__WHAT YOU NEED TO DO__. Can you update all the rows below by replacing "innermost point" with "center point" and changing nothing else? Leave the pictures out of your answer.
— Start of DATA ROWS —
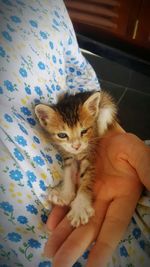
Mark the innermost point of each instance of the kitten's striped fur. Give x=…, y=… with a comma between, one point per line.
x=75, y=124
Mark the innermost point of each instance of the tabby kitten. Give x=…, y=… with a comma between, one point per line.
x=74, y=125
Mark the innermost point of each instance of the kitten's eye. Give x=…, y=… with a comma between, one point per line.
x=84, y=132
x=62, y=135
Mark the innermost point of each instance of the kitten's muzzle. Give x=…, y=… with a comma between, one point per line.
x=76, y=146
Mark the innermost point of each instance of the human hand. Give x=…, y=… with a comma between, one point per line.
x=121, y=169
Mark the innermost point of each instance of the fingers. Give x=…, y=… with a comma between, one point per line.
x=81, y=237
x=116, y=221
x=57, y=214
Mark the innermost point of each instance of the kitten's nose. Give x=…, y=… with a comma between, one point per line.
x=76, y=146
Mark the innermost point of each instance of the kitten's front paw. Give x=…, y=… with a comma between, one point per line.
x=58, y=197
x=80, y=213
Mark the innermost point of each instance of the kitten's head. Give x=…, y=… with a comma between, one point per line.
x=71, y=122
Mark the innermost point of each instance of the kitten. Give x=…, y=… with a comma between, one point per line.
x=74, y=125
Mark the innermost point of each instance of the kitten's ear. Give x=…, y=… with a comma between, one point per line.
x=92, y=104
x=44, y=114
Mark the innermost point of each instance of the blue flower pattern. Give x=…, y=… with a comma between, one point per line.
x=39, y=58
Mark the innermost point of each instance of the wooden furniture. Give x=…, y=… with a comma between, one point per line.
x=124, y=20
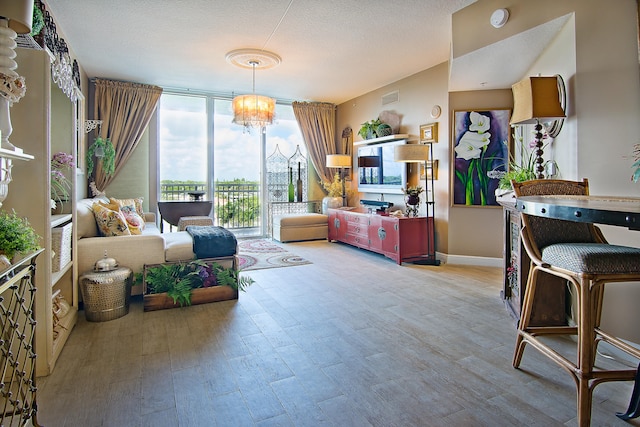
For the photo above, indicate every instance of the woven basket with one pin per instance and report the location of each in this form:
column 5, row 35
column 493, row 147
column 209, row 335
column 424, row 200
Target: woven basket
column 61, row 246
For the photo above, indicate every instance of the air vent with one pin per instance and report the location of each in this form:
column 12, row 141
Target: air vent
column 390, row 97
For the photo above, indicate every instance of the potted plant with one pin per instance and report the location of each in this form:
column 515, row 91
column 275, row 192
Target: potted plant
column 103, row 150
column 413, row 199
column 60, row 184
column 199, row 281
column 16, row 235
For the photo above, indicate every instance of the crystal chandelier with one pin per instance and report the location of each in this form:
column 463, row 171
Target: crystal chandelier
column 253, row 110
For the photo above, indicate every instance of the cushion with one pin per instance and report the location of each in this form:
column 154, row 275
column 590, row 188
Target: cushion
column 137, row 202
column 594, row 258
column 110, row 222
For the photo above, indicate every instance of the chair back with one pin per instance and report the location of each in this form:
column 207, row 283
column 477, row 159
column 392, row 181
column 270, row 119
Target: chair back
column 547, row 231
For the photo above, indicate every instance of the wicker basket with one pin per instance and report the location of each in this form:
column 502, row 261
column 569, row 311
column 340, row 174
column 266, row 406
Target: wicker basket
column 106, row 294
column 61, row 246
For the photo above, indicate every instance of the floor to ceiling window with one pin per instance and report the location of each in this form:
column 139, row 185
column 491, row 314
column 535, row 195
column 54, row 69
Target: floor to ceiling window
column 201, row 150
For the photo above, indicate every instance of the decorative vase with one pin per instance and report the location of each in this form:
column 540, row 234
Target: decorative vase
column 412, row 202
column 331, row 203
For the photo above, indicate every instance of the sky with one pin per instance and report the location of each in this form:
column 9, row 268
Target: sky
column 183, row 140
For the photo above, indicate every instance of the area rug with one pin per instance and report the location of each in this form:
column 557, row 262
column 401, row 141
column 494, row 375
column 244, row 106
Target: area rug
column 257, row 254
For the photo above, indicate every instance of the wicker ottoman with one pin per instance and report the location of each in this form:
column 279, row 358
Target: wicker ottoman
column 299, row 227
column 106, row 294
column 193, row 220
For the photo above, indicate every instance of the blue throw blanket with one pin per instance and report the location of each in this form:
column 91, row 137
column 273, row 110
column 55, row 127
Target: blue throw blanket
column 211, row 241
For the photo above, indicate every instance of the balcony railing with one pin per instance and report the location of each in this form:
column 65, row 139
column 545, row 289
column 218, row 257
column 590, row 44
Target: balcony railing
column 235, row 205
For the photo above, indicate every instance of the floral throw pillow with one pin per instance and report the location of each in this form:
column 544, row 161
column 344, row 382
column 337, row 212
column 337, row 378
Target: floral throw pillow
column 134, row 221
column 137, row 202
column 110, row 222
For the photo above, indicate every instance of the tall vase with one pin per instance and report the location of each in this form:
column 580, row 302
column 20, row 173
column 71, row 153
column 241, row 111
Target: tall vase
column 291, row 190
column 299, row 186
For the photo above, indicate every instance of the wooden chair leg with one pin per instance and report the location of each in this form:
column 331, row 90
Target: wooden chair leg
— End of DATA ROWS —
__ANSWER TO THIS TASK__.
Mark the center point of each instance of the kitten's striped fur. Give x=…, y=… with a comma between, one point per line.
x=75, y=124
Mark the center point of each instance of the tabby kitten. Give x=…, y=… with a comma between, one point per line.
x=74, y=125
Mark the center point of each instance of the kitten's eye. Give x=…, y=… with a comma between, one point per line.
x=84, y=132
x=62, y=135
Mark the center point of each instance of the kitten's muzzle. Give x=…, y=… with a comma between, one point per line.
x=76, y=146
Mark the center point of each instance of the human hand. Give x=…, y=… with a comma between, one point per line.
x=121, y=169
Mark the center point of each instance of the fingers. Give x=…, y=… with a comma between, one point per line.
x=81, y=237
x=116, y=221
x=57, y=214
Mark the center point of each instance of the kitten's nose. Give x=…, y=… with a comma between, one point per line.
x=76, y=146
Mark the center point of each instance of the kitten's front paw. Give x=…, y=… with a comma between, one point per line.
x=58, y=197
x=80, y=213
Mark the center point of each instance of the kitten's head. Give x=…, y=… with a comma between, one point per line.
x=71, y=122
Mark the center point of each instance of the kitten. Give x=…, y=… with a comma between, one point per line.
x=74, y=125
Mark the center point of each instance of the kitten's ear. Give x=…, y=… with a comma between, one point per line.
x=92, y=104
x=44, y=114
Mark the center point of each instance of the blue flower pattern. Give x=…, y=… with a comma between, one point per line.
x=39, y=58
Mark the center point of each instance of the wooden furniture. Give x=…, y=… with a comma between, one point per line.
x=124, y=20
For the photo above, indicate every instance of the woven basket with one pin per instance and report the location of each in this form:
column 5, row 35
column 493, row 147
column 209, row 335
column 424, row 200
Target: woven basket
column 61, row 246
For the photo above, indicate every instance of the air vent with one pin per instance and report the location of each in this form:
column 12, row 141
Target: air vent
column 390, row 97
For the photo above, indicate every instance of the potted plant with one pin per instance and report the location of each in this form:
column 515, row 91
column 275, row 192
Target: potted plant
column 103, row 150
column 413, row 199
column 60, row 184
column 199, row 281
column 16, row 235
For the photo above, indicate every instance of the crystal chandelier with one pin per instance and report the location of each in this form:
column 463, row 171
Target: crystal chandelier
column 253, row 110
For the photo above, indicate every instance of the cushion with one pin per instance and report the location of each in this form:
column 154, row 275
column 590, row 188
Target: cushion
column 137, row 202
column 594, row 258
column 110, row 222
For the photo above, indicate every instance of the chair back with one pin per instance and report the location of each in this form:
column 207, row 283
column 477, row 159
column 392, row 181
column 270, row 119
Target: chair back
column 547, row 231
For the photo above, indicate every instance of the wicker basket with one pin per instance and report the location of each in this form:
column 502, row 261
column 569, row 311
column 340, row 174
column 266, row 406
Target: wicker basket
column 106, row 294
column 61, row 246
For the photo above, indicate every instance of the floor to ceiling window with one pin per instance and report the location of each in this form:
column 139, row 185
column 491, row 314
column 535, row 195
column 54, row 69
Target: floor to ceiling window
column 201, row 150
For the photo above, indicate every instance of the decorative vase with one pin per instance and report the location of each in this form:
column 540, row 234
Target: decorative vase
column 412, row 202
column 331, row 203
For the photo above, indicate every instance of the sky with one pin per instance and report the location of each in this form:
column 9, row 268
Target: sky
column 183, row 140
For the photo above, indicate every instance of the area rug with one pin per instance and report the location of each in this form:
column 557, row 262
column 401, row 141
column 494, row 375
column 244, row 106
Target: area rug
column 257, row 254
For the photo above, indicate every instance of the wicker ottoman with one pin per instance and report the location of each in this form:
column 279, row 358
Target: wicker ottoman
column 299, row 227
column 106, row 294
column 193, row 220
For the photo above, indicate every instance of the blue throw blanket with one pin per instance and report the location of each in this form:
column 91, row 137
column 273, row 110
column 55, row 127
Target: blue throw blanket
column 211, row 241
For the photo above, indicate every instance of the balcony railing with one pin per instance and report the location of each in this form:
column 65, row 139
column 545, row 289
column 218, row 257
column 590, row 44
Target: balcony railing
column 235, row 205
For the photo above, indicate every instance of the floral throw pillow with one pin per instance and report the location of each in this form:
column 544, row 161
column 344, row 382
column 337, row 212
column 337, row 378
Target: floral throw pillow
column 134, row 221
column 137, row 202
column 110, row 222
For the photo above, indicate every instance of the tall vase with one pin per instance and report the location of each in this form:
column 580, row 302
column 20, row 173
column 71, row 153
column 241, row 111
Target: tall vase
column 291, row 190
column 299, row 186
For the photo above, indicate every instance of the wooden chair leg with one pin per instance and report the location of each in this form:
column 331, row 90
Target: wooden chair leg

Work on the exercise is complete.